What is being asked
Please copy the data below word for word, every line of it, but leave out the pictures.

Recorded information
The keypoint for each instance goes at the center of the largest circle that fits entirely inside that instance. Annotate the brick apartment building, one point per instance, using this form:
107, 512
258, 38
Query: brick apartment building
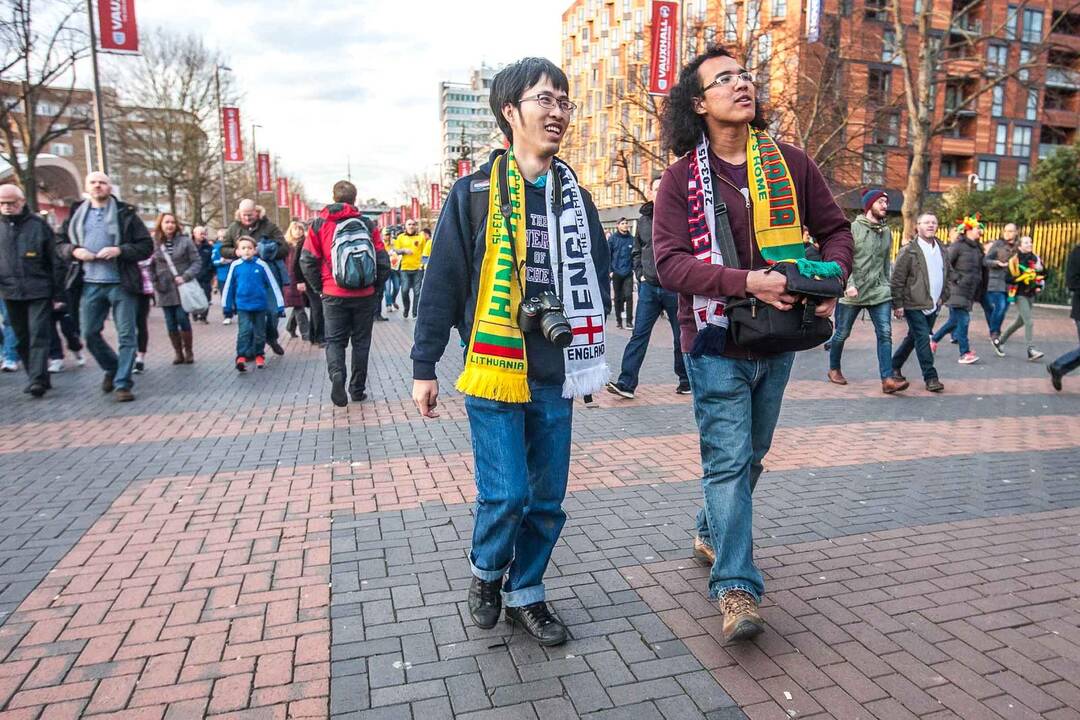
1021, 62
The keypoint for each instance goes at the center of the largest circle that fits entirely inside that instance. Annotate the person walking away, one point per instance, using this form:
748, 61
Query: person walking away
713, 121
868, 289
997, 282
248, 284
1069, 361
1026, 273
143, 314
253, 222
31, 283
518, 379
345, 260
206, 271
107, 238
919, 289
651, 300
296, 299
964, 258
409, 245
620, 247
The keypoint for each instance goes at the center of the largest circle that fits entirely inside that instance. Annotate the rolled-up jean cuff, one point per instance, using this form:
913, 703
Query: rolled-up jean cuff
487, 575
524, 596
719, 588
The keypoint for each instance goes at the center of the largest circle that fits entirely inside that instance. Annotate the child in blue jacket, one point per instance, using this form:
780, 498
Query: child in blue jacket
247, 293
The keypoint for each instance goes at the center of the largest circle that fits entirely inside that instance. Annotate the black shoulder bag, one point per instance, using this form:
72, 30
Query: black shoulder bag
759, 327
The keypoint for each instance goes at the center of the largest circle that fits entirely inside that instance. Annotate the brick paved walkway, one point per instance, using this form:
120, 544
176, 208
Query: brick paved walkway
237, 547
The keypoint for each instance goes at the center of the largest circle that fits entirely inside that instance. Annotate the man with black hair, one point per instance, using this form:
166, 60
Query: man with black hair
732, 172
348, 312
520, 266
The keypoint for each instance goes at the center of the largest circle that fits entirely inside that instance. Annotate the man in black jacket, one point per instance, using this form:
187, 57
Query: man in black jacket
107, 240
651, 299
31, 283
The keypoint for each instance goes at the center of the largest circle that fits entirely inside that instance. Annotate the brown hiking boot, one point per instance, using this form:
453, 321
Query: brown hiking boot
741, 617
890, 385
703, 553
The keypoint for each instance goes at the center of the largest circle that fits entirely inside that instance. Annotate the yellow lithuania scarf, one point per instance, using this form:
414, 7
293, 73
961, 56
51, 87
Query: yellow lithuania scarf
495, 362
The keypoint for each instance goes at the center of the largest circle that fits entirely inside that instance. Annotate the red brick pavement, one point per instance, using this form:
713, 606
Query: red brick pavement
967, 620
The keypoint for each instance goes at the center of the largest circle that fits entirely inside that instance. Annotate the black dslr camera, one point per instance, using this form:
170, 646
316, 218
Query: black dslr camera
545, 313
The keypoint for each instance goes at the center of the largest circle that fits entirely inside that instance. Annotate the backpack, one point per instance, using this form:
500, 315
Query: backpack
352, 255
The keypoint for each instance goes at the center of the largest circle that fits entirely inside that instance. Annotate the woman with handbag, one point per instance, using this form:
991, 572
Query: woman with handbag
175, 268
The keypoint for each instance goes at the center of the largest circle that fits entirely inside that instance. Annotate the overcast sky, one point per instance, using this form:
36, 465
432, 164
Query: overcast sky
332, 78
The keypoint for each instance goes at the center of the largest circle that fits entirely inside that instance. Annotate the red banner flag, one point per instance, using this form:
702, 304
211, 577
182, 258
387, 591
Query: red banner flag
436, 198
116, 25
662, 67
233, 144
283, 192
264, 166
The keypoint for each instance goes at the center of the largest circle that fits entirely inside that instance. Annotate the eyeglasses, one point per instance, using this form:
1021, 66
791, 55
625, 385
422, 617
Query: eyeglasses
550, 103
728, 79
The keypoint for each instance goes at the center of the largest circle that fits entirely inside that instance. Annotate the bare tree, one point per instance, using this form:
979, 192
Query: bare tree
38, 78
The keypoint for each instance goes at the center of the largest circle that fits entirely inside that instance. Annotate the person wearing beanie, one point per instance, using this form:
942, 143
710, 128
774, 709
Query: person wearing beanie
868, 289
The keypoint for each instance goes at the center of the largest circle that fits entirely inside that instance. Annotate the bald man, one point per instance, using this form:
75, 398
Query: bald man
106, 240
31, 283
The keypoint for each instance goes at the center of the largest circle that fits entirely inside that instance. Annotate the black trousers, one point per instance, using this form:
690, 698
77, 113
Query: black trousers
349, 321
32, 322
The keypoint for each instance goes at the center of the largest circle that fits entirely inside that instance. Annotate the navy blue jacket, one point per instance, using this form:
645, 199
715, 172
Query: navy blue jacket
453, 277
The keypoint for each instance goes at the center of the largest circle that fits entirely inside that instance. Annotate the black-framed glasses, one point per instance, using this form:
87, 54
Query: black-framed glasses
728, 78
550, 103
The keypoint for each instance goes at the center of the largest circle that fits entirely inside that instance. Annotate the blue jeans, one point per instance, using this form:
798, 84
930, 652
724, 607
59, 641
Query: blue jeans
919, 327
393, 285
736, 404
522, 453
881, 316
96, 300
176, 320
957, 324
10, 341
650, 300
999, 306
252, 333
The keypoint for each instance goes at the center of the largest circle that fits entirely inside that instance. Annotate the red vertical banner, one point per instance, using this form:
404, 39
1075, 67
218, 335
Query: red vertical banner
283, 192
116, 25
264, 166
663, 63
233, 144
436, 198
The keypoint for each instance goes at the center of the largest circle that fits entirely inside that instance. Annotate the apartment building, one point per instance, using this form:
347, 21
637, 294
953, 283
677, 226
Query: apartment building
1007, 87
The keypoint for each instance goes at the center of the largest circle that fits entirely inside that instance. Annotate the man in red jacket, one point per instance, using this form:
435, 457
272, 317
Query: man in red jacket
348, 312
769, 190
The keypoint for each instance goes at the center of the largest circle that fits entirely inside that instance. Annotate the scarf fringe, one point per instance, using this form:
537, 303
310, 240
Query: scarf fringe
499, 386
586, 381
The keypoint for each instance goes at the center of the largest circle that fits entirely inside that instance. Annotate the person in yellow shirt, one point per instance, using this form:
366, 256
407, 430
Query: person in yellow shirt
409, 245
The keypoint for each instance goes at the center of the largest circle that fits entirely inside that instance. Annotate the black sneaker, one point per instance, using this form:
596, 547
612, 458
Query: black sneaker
485, 602
538, 622
337, 390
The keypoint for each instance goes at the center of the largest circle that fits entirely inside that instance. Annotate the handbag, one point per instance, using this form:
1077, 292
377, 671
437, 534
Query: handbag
192, 298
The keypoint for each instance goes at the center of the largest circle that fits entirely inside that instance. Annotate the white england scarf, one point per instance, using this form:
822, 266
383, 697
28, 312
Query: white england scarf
706, 311
571, 263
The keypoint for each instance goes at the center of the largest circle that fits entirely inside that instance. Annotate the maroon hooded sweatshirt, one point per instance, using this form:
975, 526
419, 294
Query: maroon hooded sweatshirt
682, 272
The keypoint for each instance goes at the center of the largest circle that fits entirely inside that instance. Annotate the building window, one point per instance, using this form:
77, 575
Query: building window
1033, 26
873, 166
1022, 141
998, 102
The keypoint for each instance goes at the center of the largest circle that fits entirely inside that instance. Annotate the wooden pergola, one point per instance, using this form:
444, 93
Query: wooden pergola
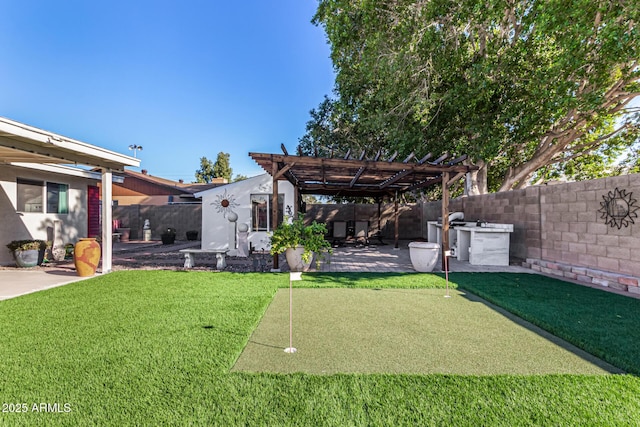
362, 177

Response for this exercise
The keypoint for each instance goes at the center of the largest circle that fits entirely inside that instance. Annotate the brick apartment building, one point per instance, using this form:
107, 512
258, 38
Query: brick apartment building
1021, 62
The keypoint for each instance goes at the center of the largest circle that fits entirely inside that instance. Annotate the person walking away, one point per instance, using this form:
748, 61
Query: person walking away
713, 121
868, 289
997, 282
248, 284
1069, 361
1026, 273
143, 314
253, 222
31, 283
518, 379
345, 260
206, 271
107, 238
919, 289
651, 300
296, 299
964, 258
409, 245
620, 247
The keypoint for each instance goes at the center of the largest circle that fits entirely inside that instance. Annotate the rolled-up jean cuff, one point per instance, using this form:
913, 703
Query: rolled-up jean cuff
487, 575
524, 596
719, 588
The keypoint for each instance goes at the center of the largest circle that fits entirely inside that instance. Annotate the child in blue jacket, one point per instance, using this form:
780, 498
Query: child in blue jacket
247, 293
The keypoint for each instance goes at the center of the largest circle that fits entirely inside that instance. Annotate the black shoulder bag, one point per instance, using this form:
72, 30
Query: black shoulder bag
759, 327
The keypoint for each instance goes at the center of the largest circle that fits entirely inside that instance. Annotate the brick paved walkway, one point per instance, using this form:
120, 544
176, 208
Query: brick paved walkway
237, 547
The keypoint for each instance goes at the center of the largest circle that fits entirely inside that instance. Annotate the man with black hair, one point per instance, using this form:
166, 60
Query: man with black hair
732, 172
348, 312
520, 266
The keypoint for each instance goes at the center of the largest circle that fits entirely inside that instance. Annotate the man in black jacket, one point per instance, using this form:
187, 57
Query: man in black jacket
107, 240
651, 299
31, 283
The keypoint for each instance goes at the center of the largest circle that fits entirely inside that instance. Annotate the brown hiking boot, one point per instance, using this form:
453, 321
Query: brown hiking boot
741, 617
890, 385
703, 553
The keypoint for each instance goes at the center of the largest circle that fits entirely inside that instance. Annotate the yellow lithuania scarf, one point per instance, using this form:
414, 7
293, 73
961, 56
51, 87
Query: yellow lithuania scarf
495, 362
The keypoint for each instance goes at the center of the largest circle that fits entirely inside that instance. Annotate the red brick pavement, one point per instance, using this form:
713, 606
Query: red brick pavement
967, 620
The keypoint for each instance goes at the center of the largest circle that fits entirely inside that instance. Annotate the black dslr camera, one point per instance, using this form:
170, 646
316, 218
Query: black dslr camera
545, 313
The keypoint for each instance goes at the center of the largest circle that fits entirely inside that instance. Annotate the backpack, one point per instance, using this form:
500, 315
Query: backpack
352, 255
The keypoint for each instance goes at the center of the largest circle that fits entirely inside that instance. Annotate the woman with handbag, one point per instance, using this form:
991, 572
Query: woman with handbag
175, 268
The keypoint for each instance goes at the center of the largest circle that fits entirely inside that instance. Annotate the overcast sky, one point per instance, using this form:
36, 465
432, 164
Query: overcast sky
332, 78
The keypoint for each instance goes at the center of the largest circle that fits entirely inside that instance. Annotate the red banner flag, one point per instance, using this form:
702, 304
211, 577
182, 258
387, 591
Query: red banner flag
436, 198
116, 25
662, 67
233, 144
283, 192
264, 166
The keypoint for each instance goes at the center of the largest circle that fits entirely inside that instance. Annotate the eyeglasses, one point per instance, using this form:
1021, 66
791, 55
625, 385
422, 617
Query: eyeglasses
550, 103
728, 79
The keypoint for each instance goes at the center of the largest circle that fits entirely inside that instance. Annotate the bare tree, one point per instance, using this form:
979, 192
Query: bare tree
38, 78
The keypoint for each instance goes at the center of the largest circle that fits entirely inside that instance. Annotate the person wearing beanie, one point per instance, using this form:
942, 143
710, 128
774, 709
Query: person wearing beanie
868, 289
The keypoint for each instance goes at the center of the largest circle that fits entirely inside that instance. Annotate the bald man, one point per instance, using this form:
75, 398
Query: bald man
106, 240
31, 283
The keypoint for each instance goes at the center of the largest circle that fits entirely inside that instance. Annotate the black trousers, one point per instance, using this form:
690, 698
77, 113
Query: black trousers
349, 321
32, 322
The keypoint for each instance goes at the center of the largest circle that fits entirely inside that instance. Annotate the navy blue jacket, one point per instance, using this form:
645, 199
715, 172
Query: navy blue jacket
453, 277
The keypoint for each instance goes at the center of the largest circle that fits entirely inside that instance. Annotate the black-framed glasses, one point per instance, using this form:
87, 54
Query: black-framed glasses
728, 78
550, 103
The keypoint for each instance goes at the center of the largest circle that fits entirely inside that instance. Annotate the blue jeans, one point per instance, using this form:
798, 84
930, 652
724, 607
59, 641
Query: blue jeans
919, 327
393, 285
736, 404
522, 453
881, 316
96, 300
176, 320
957, 324
10, 341
650, 300
999, 306
252, 333
The keypoint for each instance goes at the center of the largest circle that fits entirely inside that instance. Annotate the red vertical banner, one point per instance, using this form:
404, 39
1075, 67
218, 335
Query: red vertical banner
283, 192
116, 25
264, 166
663, 63
233, 144
436, 198
The keypoint for each instance goes at the center of the largest circle that fits entirely inside that instance. Annotate the apartment building, one point per instance, using this form:
347, 21
637, 294
953, 283
677, 226
Query: apartment building
1007, 87
The keypoint for each instance goes at the center of the largest circle that fits entirely inside that instance. Annotate the man in red jacket, one point per instance, using this form:
435, 457
272, 317
Query: man in red jacket
348, 312
769, 190
The keypoint for each instance goes at the center of the largest circle that fits entirely inside that instance. Annotate the scarf fringe, one point per instance, using this form:
537, 303
310, 240
Query: scarf fringe
499, 386
586, 381
The keypoint for each instance goes at the center of the largest circle that fits entirely inside that instance. Annotate the person in yellow shirt, one point per instance, using this form:
366, 256
407, 430
Query: person in yellow shirt
409, 245
The keypoint for each instance goes at the center of the largest circle that fits entirely inside that instance. Annotate the black sneaker, one point per instance, using this form:
596, 547
612, 458
Query: black sneaker
485, 602
538, 622
337, 390
The keypoint for each instance goes at the center of the largest circle that fits entirely inside that instance. Annotate the handbag, one point per instance, using this form:
1077, 292
377, 671
437, 534
Query: handbag
192, 298
The keypoint for each instance goes at the center of the largest circle that fits entirely inside that instance. Annotate the white england scarf, one point per instance, using this form:
822, 266
383, 697
28, 312
Query: white england scarf
706, 311
571, 263
The keypoint for each instance goes at the center of the largest circle that fits entirely inside that instance. Annotate the maroon hooded sweatshirt, one point per instance, using this form:
975, 526
419, 294
Query: maroon hooded sweatshirt
682, 272
The keypoint for each instance goes at the center of the largest circle that fits entirely inside that instance. Annotate the building window, one point per instance, using this form:
77, 575
Query: building window
1033, 26
873, 166
1022, 141
998, 102
The keypoint for each instance goes at the center of the largest circle that fits entirely inside that instance. Annotate the wooden pergola, one point per instance, using this form:
444, 93
Query: wooden pergola
362, 177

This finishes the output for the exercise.